*GIVEN REQUEST*
Reproduce every line of the material below verbatim, without any alteration.

**********

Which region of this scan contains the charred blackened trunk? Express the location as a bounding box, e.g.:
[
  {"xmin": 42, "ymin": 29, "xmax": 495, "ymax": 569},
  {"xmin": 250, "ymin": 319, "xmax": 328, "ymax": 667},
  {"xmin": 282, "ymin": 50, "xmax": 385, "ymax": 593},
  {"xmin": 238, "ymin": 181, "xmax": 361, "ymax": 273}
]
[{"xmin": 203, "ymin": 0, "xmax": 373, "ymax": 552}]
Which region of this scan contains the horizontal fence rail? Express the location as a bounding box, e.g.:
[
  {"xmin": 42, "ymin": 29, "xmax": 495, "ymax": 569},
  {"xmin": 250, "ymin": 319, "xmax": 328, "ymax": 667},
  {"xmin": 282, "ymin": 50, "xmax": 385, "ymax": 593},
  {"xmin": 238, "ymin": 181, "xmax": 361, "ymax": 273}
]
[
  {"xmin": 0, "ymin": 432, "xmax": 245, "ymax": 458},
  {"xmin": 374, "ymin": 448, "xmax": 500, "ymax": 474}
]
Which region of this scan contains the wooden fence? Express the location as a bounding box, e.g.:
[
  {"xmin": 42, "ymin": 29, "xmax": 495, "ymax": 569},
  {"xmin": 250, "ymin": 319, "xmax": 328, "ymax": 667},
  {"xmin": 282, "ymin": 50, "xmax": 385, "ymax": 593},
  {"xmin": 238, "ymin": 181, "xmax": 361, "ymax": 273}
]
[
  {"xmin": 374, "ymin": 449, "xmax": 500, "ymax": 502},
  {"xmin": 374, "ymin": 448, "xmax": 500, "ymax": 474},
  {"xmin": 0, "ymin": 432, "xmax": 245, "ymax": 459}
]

**********

*ANSWER TO THIS EXERCISE*
Which region of this scan contains the charred blackened trunk? Express the location as a bounding box, e.g.:
[
  {"xmin": 42, "ymin": 29, "xmax": 495, "ymax": 569},
  {"xmin": 250, "ymin": 319, "xmax": 328, "ymax": 667},
  {"xmin": 282, "ymin": 50, "xmax": 385, "ymax": 593},
  {"xmin": 238, "ymin": 181, "xmax": 361, "ymax": 273}
]
[{"xmin": 203, "ymin": 0, "xmax": 373, "ymax": 552}]
Which region of this scan contains the horizontal fence rail? Express the location as a bounding box, e.g.:
[
  {"xmin": 42, "ymin": 29, "xmax": 495, "ymax": 569},
  {"xmin": 250, "ymin": 319, "xmax": 328, "ymax": 667},
  {"xmin": 282, "ymin": 50, "xmax": 385, "ymax": 593},
  {"xmin": 238, "ymin": 181, "xmax": 361, "ymax": 273}
]
[
  {"xmin": 0, "ymin": 432, "xmax": 245, "ymax": 458},
  {"xmin": 374, "ymin": 448, "xmax": 500, "ymax": 474}
]
Which region of this scan contains the wooden fence? Express the location as a bounding box, e.g.:
[
  {"xmin": 42, "ymin": 29, "xmax": 495, "ymax": 569},
  {"xmin": 250, "ymin": 319, "xmax": 328, "ymax": 667},
  {"xmin": 282, "ymin": 50, "xmax": 385, "ymax": 593},
  {"xmin": 238, "ymin": 181, "xmax": 361, "ymax": 273}
]
[
  {"xmin": 374, "ymin": 449, "xmax": 500, "ymax": 502},
  {"xmin": 374, "ymin": 448, "xmax": 500, "ymax": 474},
  {"xmin": 0, "ymin": 432, "xmax": 245, "ymax": 459}
]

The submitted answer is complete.